◆ EXERCISE DIRECTIONS ◆
Hunt for the word "positive" across the entries below, copying each line that holds it.

◆ DATA LISTING ◆
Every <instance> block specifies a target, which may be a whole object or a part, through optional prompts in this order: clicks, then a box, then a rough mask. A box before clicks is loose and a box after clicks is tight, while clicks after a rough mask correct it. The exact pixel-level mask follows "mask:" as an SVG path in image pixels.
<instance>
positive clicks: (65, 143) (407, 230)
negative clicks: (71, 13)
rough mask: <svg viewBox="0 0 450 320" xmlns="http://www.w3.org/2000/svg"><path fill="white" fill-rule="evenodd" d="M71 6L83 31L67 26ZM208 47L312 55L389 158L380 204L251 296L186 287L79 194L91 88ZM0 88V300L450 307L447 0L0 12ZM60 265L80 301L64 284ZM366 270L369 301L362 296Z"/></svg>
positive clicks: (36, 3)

◆ WRITTEN ANSWER ◆
positive clicks: (65, 143) (407, 230)
positive clicks: (36, 3)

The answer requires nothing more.